Aim - Show every line of the data below that contains the string "target".

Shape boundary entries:
********
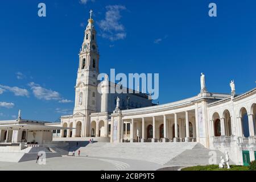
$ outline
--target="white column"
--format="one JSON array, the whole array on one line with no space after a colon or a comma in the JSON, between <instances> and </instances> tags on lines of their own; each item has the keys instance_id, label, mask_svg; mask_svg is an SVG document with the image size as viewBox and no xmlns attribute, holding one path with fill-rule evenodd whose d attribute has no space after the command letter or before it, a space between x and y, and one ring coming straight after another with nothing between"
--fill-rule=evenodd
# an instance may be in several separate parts
<instances>
[{"instance_id":1,"label":"white column","mask_svg":"<svg viewBox=\"0 0 256 182\"><path fill-rule=\"evenodd\" d=\"M64 130L60 130L60 137L64 136Z\"/></svg>"},{"instance_id":2,"label":"white column","mask_svg":"<svg viewBox=\"0 0 256 182\"><path fill-rule=\"evenodd\" d=\"M98 137L98 121L97 121L96 122L96 137Z\"/></svg>"},{"instance_id":3,"label":"white column","mask_svg":"<svg viewBox=\"0 0 256 182\"><path fill-rule=\"evenodd\" d=\"M164 119L164 138L163 139L163 142L168 142L167 138L167 122L166 121L166 115L163 115Z\"/></svg>"},{"instance_id":4,"label":"white column","mask_svg":"<svg viewBox=\"0 0 256 182\"><path fill-rule=\"evenodd\" d=\"M134 119L133 118L131 119L131 127L130 127L130 142L134 142Z\"/></svg>"},{"instance_id":5,"label":"white column","mask_svg":"<svg viewBox=\"0 0 256 182\"><path fill-rule=\"evenodd\" d=\"M155 117L154 116L153 118L153 138L152 139L152 142L155 142L156 138L155 136Z\"/></svg>"},{"instance_id":6,"label":"white column","mask_svg":"<svg viewBox=\"0 0 256 182\"><path fill-rule=\"evenodd\" d=\"M69 126L68 126L68 127L69 127ZM70 136L70 129L68 129L67 130L67 138L71 137L72 136Z\"/></svg>"},{"instance_id":7,"label":"white column","mask_svg":"<svg viewBox=\"0 0 256 182\"><path fill-rule=\"evenodd\" d=\"M254 125L253 121L253 114L248 114L248 121L249 121L249 127L250 136L254 136Z\"/></svg>"},{"instance_id":8,"label":"white column","mask_svg":"<svg viewBox=\"0 0 256 182\"><path fill-rule=\"evenodd\" d=\"M178 138L177 136L177 113L174 114L174 131L175 131L175 135L174 138L174 142L177 142L177 139Z\"/></svg>"},{"instance_id":9,"label":"white column","mask_svg":"<svg viewBox=\"0 0 256 182\"><path fill-rule=\"evenodd\" d=\"M131 130L131 127L130 127L130 130ZM127 123L125 123L125 137L127 139Z\"/></svg>"},{"instance_id":10,"label":"white column","mask_svg":"<svg viewBox=\"0 0 256 182\"><path fill-rule=\"evenodd\" d=\"M9 130L7 130L7 133L6 133L6 142L8 142L9 140Z\"/></svg>"},{"instance_id":11,"label":"white column","mask_svg":"<svg viewBox=\"0 0 256 182\"><path fill-rule=\"evenodd\" d=\"M123 120L121 119L121 142L123 142Z\"/></svg>"},{"instance_id":12,"label":"white column","mask_svg":"<svg viewBox=\"0 0 256 182\"><path fill-rule=\"evenodd\" d=\"M214 133L214 120L210 120L210 126L211 126L211 131L212 131L212 136L214 136L215 133Z\"/></svg>"},{"instance_id":13,"label":"white column","mask_svg":"<svg viewBox=\"0 0 256 182\"><path fill-rule=\"evenodd\" d=\"M195 118L193 119L193 138L195 138L196 137L196 121Z\"/></svg>"},{"instance_id":14,"label":"white column","mask_svg":"<svg viewBox=\"0 0 256 182\"><path fill-rule=\"evenodd\" d=\"M141 139L141 142L146 142L145 136L145 118L142 118L142 138Z\"/></svg>"},{"instance_id":15,"label":"white column","mask_svg":"<svg viewBox=\"0 0 256 182\"><path fill-rule=\"evenodd\" d=\"M220 118L220 121L221 121L221 136L225 136L226 134L225 132L225 119L224 119L224 118Z\"/></svg>"},{"instance_id":16,"label":"white column","mask_svg":"<svg viewBox=\"0 0 256 182\"><path fill-rule=\"evenodd\" d=\"M188 121L188 112L187 111L185 113L185 122L186 122L186 138L185 141L188 142L189 138L189 123Z\"/></svg>"},{"instance_id":17,"label":"white column","mask_svg":"<svg viewBox=\"0 0 256 182\"><path fill-rule=\"evenodd\" d=\"M238 130L237 131L238 131L238 136L243 136L243 125L242 124L242 117L238 117L237 118L238 120Z\"/></svg>"}]
</instances>

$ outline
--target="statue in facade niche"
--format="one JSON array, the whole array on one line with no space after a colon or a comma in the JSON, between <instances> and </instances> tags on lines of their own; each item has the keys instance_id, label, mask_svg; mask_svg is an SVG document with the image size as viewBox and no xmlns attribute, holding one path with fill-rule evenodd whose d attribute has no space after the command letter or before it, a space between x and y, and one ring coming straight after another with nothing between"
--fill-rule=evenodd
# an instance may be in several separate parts
<instances>
[{"instance_id":1,"label":"statue in facade niche","mask_svg":"<svg viewBox=\"0 0 256 182\"><path fill-rule=\"evenodd\" d=\"M218 164L219 168L224 168L225 166L225 160L223 159L223 157L221 156L221 162Z\"/></svg>"},{"instance_id":2,"label":"statue in facade niche","mask_svg":"<svg viewBox=\"0 0 256 182\"><path fill-rule=\"evenodd\" d=\"M120 99L118 97L117 98L117 108L119 108L120 106Z\"/></svg>"},{"instance_id":3,"label":"statue in facade niche","mask_svg":"<svg viewBox=\"0 0 256 182\"><path fill-rule=\"evenodd\" d=\"M234 85L234 80L231 80L230 83L229 84L229 85L230 85L230 88L231 88L231 92L235 92L236 91L236 88L235 88L235 85Z\"/></svg>"},{"instance_id":4,"label":"statue in facade niche","mask_svg":"<svg viewBox=\"0 0 256 182\"><path fill-rule=\"evenodd\" d=\"M21 110L20 109L19 110L19 114L18 117L18 119L21 119Z\"/></svg>"},{"instance_id":5,"label":"statue in facade niche","mask_svg":"<svg viewBox=\"0 0 256 182\"><path fill-rule=\"evenodd\" d=\"M225 154L226 155L226 164L228 167L228 169L230 169L230 167L229 166L229 152L228 151L225 152Z\"/></svg>"}]
</instances>

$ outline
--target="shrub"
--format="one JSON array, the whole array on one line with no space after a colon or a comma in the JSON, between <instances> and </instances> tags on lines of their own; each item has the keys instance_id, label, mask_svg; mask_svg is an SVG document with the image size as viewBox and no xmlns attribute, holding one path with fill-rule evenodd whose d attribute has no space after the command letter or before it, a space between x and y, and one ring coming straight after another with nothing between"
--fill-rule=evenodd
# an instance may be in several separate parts
<instances>
[{"instance_id":1,"label":"shrub","mask_svg":"<svg viewBox=\"0 0 256 182\"><path fill-rule=\"evenodd\" d=\"M249 168L250 171L256 171L256 160L252 161L250 163Z\"/></svg>"}]
</instances>

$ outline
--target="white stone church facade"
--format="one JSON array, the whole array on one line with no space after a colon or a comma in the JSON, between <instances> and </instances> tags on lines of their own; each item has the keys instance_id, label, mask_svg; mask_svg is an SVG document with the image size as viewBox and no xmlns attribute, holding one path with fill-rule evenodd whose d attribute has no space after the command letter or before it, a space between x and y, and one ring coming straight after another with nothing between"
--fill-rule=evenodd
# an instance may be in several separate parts
<instances>
[{"instance_id":1,"label":"white stone church facade","mask_svg":"<svg viewBox=\"0 0 256 182\"><path fill-rule=\"evenodd\" d=\"M245 158L255 160L256 88L236 95L232 82L230 94L211 93L206 89L203 75L197 96L156 105L150 96L142 93L104 93L110 89L106 84L102 84L103 93L100 94L99 59L90 18L79 54L73 114L61 117L61 126L73 129L61 131L63 139L101 137L110 138L112 143L196 142L208 148L228 151L237 164L242 164Z\"/></svg>"}]
</instances>

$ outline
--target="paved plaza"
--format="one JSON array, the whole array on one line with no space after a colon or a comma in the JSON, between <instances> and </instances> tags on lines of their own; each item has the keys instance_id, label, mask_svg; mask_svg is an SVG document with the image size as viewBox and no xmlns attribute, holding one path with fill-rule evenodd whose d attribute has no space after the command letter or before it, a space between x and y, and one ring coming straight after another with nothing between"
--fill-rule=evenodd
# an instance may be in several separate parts
<instances>
[{"instance_id":1,"label":"paved plaza","mask_svg":"<svg viewBox=\"0 0 256 182\"><path fill-rule=\"evenodd\" d=\"M47 159L46 164L36 160L22 163L0 162L1 171L154 171L162 165L142 160L86 156L63 156Z\"/></svg>"}]
</instances>

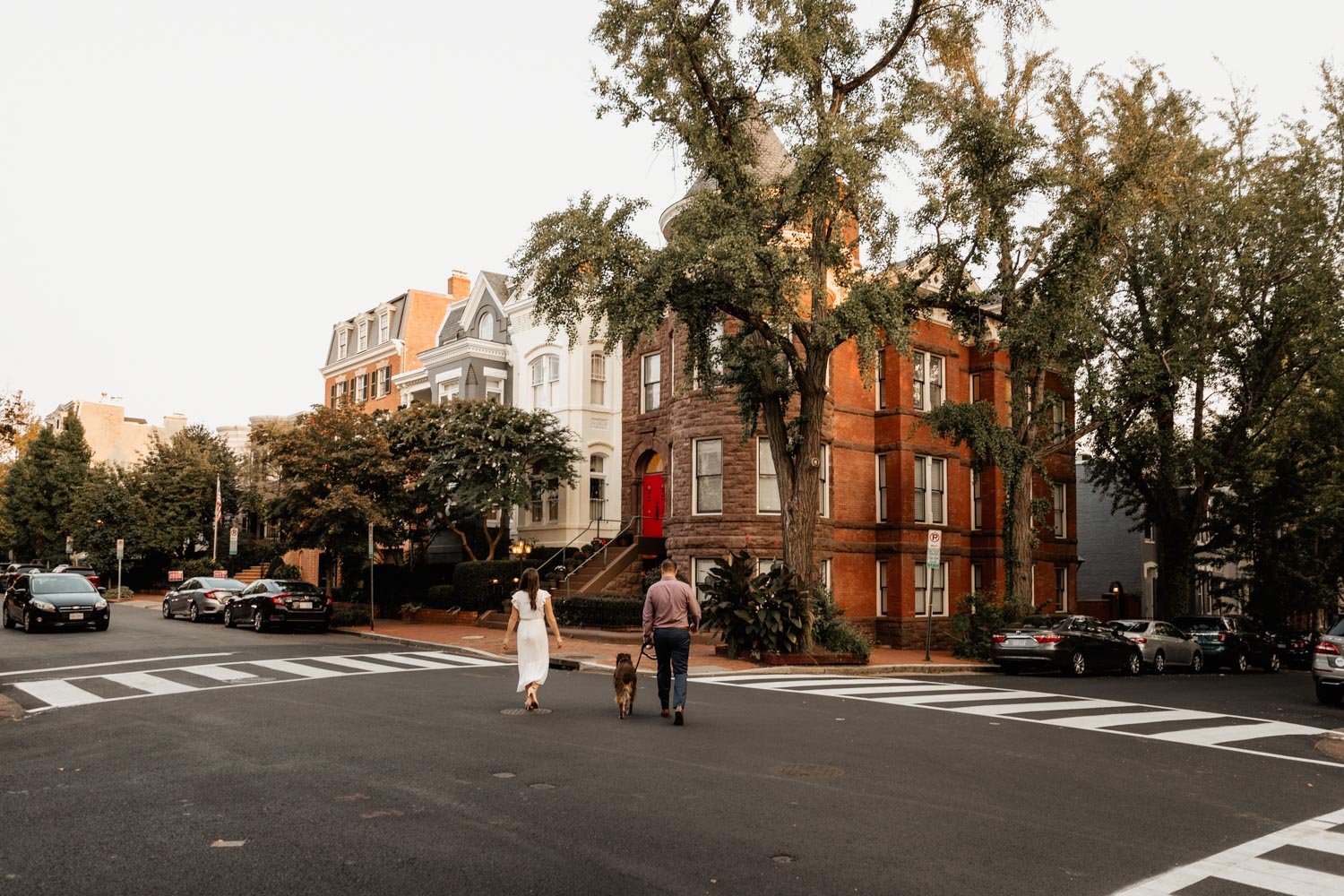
********
Written response -
--target="white column"
--target="statue in facade niche"
--target="shrub"
--target="white stone church facade"
--target="paved plaza"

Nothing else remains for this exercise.